◆ **Task to carry out**
Extract the lines starting at the one containing "around the soil." and running through the end of the lines, and reproduce them verbatim.

[Records excerpted from a collection]
◆ ◆ ◆ ◆ ◆ ◆ ◆
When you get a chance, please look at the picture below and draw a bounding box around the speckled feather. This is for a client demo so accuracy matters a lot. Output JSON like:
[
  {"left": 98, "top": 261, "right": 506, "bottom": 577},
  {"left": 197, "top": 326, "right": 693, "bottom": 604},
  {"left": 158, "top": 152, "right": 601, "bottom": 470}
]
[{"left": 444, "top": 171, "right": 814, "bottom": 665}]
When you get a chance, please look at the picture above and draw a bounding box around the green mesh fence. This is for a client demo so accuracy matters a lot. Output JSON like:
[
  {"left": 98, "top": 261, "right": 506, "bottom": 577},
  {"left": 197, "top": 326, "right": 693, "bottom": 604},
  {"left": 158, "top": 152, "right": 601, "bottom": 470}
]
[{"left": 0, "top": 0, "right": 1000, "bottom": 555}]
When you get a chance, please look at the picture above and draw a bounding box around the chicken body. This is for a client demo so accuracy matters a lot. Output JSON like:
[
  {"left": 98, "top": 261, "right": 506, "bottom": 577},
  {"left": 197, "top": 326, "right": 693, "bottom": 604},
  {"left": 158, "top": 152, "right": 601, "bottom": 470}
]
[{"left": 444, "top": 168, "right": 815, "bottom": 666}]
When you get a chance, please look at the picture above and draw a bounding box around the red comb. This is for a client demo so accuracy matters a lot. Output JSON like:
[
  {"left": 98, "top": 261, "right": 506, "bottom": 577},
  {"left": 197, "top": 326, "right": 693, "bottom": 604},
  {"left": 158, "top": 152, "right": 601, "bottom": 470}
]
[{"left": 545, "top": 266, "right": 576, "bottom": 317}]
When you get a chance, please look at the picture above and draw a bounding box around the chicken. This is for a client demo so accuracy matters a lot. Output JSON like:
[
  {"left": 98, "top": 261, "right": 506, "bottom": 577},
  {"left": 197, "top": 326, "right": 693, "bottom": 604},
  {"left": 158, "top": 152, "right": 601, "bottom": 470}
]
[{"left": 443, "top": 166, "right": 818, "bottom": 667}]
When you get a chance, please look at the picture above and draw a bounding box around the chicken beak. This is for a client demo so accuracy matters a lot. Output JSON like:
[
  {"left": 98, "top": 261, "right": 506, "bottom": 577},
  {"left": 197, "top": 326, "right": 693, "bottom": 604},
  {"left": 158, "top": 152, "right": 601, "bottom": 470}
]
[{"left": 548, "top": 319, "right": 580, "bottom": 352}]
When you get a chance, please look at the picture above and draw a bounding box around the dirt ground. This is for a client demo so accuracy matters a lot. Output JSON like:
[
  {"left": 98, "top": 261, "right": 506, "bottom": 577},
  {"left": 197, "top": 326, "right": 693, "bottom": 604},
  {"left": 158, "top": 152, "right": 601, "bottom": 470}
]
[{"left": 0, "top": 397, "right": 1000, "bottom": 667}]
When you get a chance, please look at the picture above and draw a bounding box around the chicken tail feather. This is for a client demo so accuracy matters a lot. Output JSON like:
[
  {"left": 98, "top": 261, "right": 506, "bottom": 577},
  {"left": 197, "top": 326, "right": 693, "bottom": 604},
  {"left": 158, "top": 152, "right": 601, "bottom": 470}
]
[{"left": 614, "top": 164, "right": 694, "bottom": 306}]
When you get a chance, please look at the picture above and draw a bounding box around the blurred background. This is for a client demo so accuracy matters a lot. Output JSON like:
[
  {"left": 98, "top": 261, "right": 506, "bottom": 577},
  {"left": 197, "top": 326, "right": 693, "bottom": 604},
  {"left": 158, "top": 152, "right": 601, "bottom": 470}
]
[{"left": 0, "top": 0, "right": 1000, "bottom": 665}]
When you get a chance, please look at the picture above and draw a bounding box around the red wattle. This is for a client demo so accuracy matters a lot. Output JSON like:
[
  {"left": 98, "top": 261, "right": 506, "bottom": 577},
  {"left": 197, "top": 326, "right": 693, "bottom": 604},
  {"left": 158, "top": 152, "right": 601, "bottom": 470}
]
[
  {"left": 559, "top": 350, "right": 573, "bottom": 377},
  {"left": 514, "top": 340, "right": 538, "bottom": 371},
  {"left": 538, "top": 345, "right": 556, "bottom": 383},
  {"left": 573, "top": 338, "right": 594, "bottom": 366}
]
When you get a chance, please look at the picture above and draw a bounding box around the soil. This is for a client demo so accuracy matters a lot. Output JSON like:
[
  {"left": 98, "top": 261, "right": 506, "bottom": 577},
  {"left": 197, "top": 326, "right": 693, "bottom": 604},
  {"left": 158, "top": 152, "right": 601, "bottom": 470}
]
◆ ◆ ◆ ◆ ◆ ◆ ◆
◆ **Output for this task**
When you get a chance, please look at the picture above and draw a bounding box around the soil. This is for a client demo so accuracy matters a lot. Output JSON like:
[
  {"left": 98, "top": 261, "right": 506, "bottom": 577},
  {"left": 197, "top": 326, "right": 693, "bottom": 604},
  {"left": 158, "top": 152, "right": 601, "bottom": 470}
]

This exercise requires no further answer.